AI, startup hacks, and engineering miracles from your friends at Faraday

Buy or build: things we built

Seamus Abshere on

Here are Faraday's contributions to open source that we use every day in production. No experiments here; this is the stuff that we looked for on the shelf, found the options wanting, and built ourselves.

A new standard for secrets: Secretfile

secret_garden (Ruby), vault-env (JS), and credentials-to-env (Rust) all implement a standard we call Secretfile(s):

# /app/Secretfile
DATABASE_URL secrets/database/$VAULT_ENV:url
REDIS_URL secrets/redis/$VAULT_ENV:url

Then you use it like this SecretGarden.fetch('DATABASE_URL').
Clients implementing this standard are meant to first check the environment for DATABASE_URL, then failing that look up the secret in Hashicorp Vault (interpolating $VAULT_ENV into production, staging, etc. first). It's very useful for development where your DATABASE_URL is just postgres://seamus@ - you can save this in a local .env file and only mess with Vault in production/staging.

Lightning fast CSV processing: catcsv and scrubcsv

catcsv is a very fast CSV concatenation tool that gracefully handles headers and compression. It also supports Google's Snappy compression. We store everything on S3 and GCS szip'ed using burntsushi's szip.

$ cat a.csv

$ cat b.csv

$ szip a.csv

$ ls

$ catcsv b.csv

Of course, before you cat files, sometimes you need to clean them up with scrubcsv:

$ scrubcsv giant.csv > scrubbed.csv
3000001 rows (1 bad) in 51.58 seconds, 72.23 MiB/sec

Lightning-fast fixed-width to CSV: fixed2csv

fixed2csv converts fixed-width files to CSV very fast. You start with this:

first     last      middle
John      Smith     Q
Sally     Jones

You should be able to run:

$ fixed2csv -v 10 10 6 < input.txt

World's fastest geocoder: node_smartystreets

node_smartystreets is the world's fastest geocoder client. We shell out to its binary rather than using it as a library. It will do 10k records/second against the smartystreets geocoding API. If you don't have an Unlimited plan, use it with extreme caution.

Better caching: lock_and_cache

lock_and_cache (Ruby) and lock_and_cache_js (JS) go beyond normal caching libraries: they lock the calculation while it's being performed. Most caching libraries don't do locking, meaning that >1 process can be calculating a cached value at the same time. Since you presumably cache things because they cost CPU, database reads, or money, doesn't it make sense to lock while caching?

def expensive_thing
  @expensive_thing ||= LockAndCache.lock_and_cache("expensive_thing/#{id}", expires: 30) do
    # do expensive calculation

It uses Redis for distributed caching and locking, so this is not only cross-process but also cross-machine.

Better state machine: status_workflow

status_workflow handles state transitions with distributed locking using Redis. Most state machine libraries either don't do locking or use Postgres advisory locks.

class Document < ActiveRecord::Base
  include StatusWorkflow
    archive_requested: [:archiving],
    archiving: [:archived],

Then you can do


It's safe to use in a horizontally sharded environment because it uses distributed locking - the second process that tries to do this will get a InvalidTransition error even if it's the same microsecond.
—————
- [Goal A]: According to the post on Faraday's open-source tools, how many records per second can node_smartystreets handle against the smartystreets geocoding API?
- [Goal B]: Carry on the post about Faraday's open-source tools from the point where it stops.
—————
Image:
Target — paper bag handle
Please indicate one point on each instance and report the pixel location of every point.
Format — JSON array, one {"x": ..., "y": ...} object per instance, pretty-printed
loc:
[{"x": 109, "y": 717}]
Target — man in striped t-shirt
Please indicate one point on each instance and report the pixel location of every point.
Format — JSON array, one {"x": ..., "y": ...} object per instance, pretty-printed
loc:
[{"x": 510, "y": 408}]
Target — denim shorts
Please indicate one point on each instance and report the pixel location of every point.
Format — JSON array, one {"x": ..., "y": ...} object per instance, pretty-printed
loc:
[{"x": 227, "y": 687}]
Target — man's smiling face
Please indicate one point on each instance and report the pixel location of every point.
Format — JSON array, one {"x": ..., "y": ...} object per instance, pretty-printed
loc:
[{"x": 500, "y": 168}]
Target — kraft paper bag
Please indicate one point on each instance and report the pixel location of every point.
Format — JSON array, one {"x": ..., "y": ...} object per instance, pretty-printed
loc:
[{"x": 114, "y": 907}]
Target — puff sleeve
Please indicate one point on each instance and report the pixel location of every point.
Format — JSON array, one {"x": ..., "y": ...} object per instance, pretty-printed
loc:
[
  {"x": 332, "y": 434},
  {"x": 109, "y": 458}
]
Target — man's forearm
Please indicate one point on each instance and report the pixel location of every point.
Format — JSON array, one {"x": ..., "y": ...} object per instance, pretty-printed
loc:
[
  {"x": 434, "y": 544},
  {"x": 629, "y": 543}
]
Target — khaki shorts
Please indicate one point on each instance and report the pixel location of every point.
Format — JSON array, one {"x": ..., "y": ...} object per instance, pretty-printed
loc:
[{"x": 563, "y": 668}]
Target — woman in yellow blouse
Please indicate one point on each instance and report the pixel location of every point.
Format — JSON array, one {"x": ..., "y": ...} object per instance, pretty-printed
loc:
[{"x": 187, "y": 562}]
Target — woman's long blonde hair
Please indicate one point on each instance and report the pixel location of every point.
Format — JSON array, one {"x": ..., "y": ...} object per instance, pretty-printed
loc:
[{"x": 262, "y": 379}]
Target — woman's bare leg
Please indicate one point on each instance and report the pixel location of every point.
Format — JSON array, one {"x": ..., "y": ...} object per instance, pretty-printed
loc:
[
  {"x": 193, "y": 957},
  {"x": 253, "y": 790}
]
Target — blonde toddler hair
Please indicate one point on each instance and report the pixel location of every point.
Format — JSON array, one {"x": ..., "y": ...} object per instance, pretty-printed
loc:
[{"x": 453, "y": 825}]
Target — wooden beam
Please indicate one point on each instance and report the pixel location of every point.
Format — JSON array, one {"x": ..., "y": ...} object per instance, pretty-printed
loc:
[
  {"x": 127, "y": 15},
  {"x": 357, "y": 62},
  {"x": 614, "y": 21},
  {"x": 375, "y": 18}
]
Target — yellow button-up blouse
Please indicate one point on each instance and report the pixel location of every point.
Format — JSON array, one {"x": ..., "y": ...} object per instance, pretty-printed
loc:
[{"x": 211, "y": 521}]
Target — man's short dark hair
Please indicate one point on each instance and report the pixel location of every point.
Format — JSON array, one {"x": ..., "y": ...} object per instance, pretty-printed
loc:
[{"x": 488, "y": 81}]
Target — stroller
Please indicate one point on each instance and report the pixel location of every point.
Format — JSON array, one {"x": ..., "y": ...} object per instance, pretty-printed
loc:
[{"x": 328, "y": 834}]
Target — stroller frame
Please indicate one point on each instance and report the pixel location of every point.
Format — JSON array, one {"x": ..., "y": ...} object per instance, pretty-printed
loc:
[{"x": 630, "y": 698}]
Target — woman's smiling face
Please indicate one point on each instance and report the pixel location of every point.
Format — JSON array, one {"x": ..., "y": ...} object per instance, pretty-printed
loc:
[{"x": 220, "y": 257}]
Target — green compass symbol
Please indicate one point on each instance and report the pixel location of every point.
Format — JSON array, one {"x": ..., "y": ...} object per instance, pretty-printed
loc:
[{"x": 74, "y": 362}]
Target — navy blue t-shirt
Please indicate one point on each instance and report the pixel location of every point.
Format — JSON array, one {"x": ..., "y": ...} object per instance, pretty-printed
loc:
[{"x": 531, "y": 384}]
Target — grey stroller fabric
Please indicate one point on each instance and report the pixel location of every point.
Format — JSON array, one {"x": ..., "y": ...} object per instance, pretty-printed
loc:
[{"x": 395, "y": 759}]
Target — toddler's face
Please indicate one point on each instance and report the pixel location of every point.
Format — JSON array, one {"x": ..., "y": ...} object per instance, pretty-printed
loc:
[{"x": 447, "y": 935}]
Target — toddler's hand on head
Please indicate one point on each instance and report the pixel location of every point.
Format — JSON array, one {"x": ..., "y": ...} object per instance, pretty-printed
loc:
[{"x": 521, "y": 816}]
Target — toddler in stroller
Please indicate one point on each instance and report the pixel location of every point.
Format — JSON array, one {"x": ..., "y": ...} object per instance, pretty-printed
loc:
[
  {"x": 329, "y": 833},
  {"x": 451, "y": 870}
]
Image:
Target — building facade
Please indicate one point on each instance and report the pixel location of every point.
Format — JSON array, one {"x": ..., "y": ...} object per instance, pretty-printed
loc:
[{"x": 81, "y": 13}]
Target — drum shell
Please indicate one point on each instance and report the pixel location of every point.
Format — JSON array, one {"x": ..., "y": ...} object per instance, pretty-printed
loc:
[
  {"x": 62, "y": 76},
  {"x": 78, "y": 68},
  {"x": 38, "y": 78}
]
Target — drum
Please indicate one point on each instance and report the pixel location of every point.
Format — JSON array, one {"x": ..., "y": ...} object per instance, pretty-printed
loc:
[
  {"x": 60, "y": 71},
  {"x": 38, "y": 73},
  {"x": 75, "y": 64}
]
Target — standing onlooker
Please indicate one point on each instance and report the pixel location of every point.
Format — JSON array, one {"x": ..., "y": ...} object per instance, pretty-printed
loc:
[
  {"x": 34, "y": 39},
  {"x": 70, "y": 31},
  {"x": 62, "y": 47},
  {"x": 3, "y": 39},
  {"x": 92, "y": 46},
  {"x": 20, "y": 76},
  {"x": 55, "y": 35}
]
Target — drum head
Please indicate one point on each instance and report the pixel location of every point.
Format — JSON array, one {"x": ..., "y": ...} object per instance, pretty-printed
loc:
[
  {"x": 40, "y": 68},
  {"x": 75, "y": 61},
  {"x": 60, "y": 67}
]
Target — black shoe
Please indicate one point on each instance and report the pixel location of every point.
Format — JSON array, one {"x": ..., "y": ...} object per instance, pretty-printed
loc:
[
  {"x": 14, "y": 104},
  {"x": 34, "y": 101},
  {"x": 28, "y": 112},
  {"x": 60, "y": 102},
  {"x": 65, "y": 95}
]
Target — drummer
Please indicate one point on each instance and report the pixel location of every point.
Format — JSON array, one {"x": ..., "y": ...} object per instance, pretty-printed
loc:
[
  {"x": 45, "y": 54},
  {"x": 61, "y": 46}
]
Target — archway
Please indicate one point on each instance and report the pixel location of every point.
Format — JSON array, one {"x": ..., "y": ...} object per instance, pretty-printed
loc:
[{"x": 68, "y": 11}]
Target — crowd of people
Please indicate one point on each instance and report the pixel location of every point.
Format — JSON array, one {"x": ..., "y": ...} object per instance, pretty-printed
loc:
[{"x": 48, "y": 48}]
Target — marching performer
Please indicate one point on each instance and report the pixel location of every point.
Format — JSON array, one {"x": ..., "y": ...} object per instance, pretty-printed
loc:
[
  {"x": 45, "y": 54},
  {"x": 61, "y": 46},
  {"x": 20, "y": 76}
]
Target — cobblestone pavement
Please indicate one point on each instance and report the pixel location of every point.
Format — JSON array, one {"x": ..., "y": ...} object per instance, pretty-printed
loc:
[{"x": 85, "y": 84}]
—————
- [Response A]: 10k records per second.

- [Response B]:
Rust build tools: rust-musl-builder and heroku-buildpack-rust

rust-musl-builder is how we build Rust apps on top of Alpine. It also drives heroku-buildpack-rust, the preeminent way of running Rust on Heroku.

Minimal postgres for node: simple-postgres

simple-postgres (JS) is just the essentials to talk to Postgres from Node. We particularly love its use of template literals for apparently magical escaping:

let account = await db.row`
  FROM accounts
  WHERE id = ${id}

Yes, that's safe!

Minimal HTTP server: srvr

srvr (JS) is a small HTTP server that speaks for itself:

  • everything express does
  • better
  • less code
  • no dependencies
  • websockets

Proper Docker API support for Rust: boondock

boondock is a rewrite of rust-docker to be more correct.

Coordinate docker-compose: cage

cage boots multiple docker-compose.ymls, each as a pod. It's sortof like a local k8s. You configure it with a bunch of docker-compose files:

├── admin.yml (a pod containing adminweb and horse)
├── common.env (common env vars)
├── donkey.yml (a pod containing donkey)
├── placeholders.yml (development-only pod with redis, db, etc.)

Local development looks like this:

$ cage pull
==== Fetching secrets from vault into config/secrets.yml
==== Logging into ECR
Fetching temporary AWS 'administrator' credentials from vault
Pulling citus        ... done
Pulling citusworker1 ... done
Pulling citusworker2 ... done
Pulling queue        ... done
Pulling redis        ... done
Pulling s3           ... done
Pulling smtp         ... done
Pulling vault        ... done
Pulling horse        ... done
Pulling adminweb     ... done
$ cage up
Starting fdy_citusworker2_1 ... done
Starting fdy_smtp_1         ... done
Starting fdy_citus_1        ... done
Starting fdy_vault_1        ... done
Starting fdy_citusworker1_1 ... done
Starting fdy_queue_1        ... done
Starting fdy_s3_1           ... done
Starting fdy_redis_1        ... done
Starting fdy_horse_1 ... done
Starting fdy_adminweb_1 ... done
$ cage stop
Stopping fdy_citusworker2_1 ... done
Stopping fdy_vault_1        ... done
Stopping fdy_citus_1        ... done
Stopping fdy_s3_1           ... done

Fixed up rust crates: rust-amqp

rust-amqp@tokio (Rust) is our rewrite of the internals of the rust-amqp crate in proper tokio. It is much more reliable and needs to be merged upstream.

(beta release) 3rd gen batch processing on k8s: falconeri

falconeri is a distributed batch job runner for kubernetes (k8s). It is compatible with Pachyderm pipeline definitions, but is simpler and handles autoscaling, etc. properly.

(alpha release) Seamless transfer between Postgres/Citus and BigQuery: dbcrossbar

dbcrossbar handles all the details of transferring tables and data to and from Postgres and Google BigQuery. Additionally, it knows about citus, the leading Postgres horizontal sharding solution - so it can do highly efficient transfers between Citus clusters and BigQuery.


That's it. I only mentioned tools that we use every day.

How to read CREATE TABLE SQL with pg_query

Seamus Abshere on

pg_query is a really cool Ruby library that uses Postgres's query parser to give you programmatic access to SQL queries.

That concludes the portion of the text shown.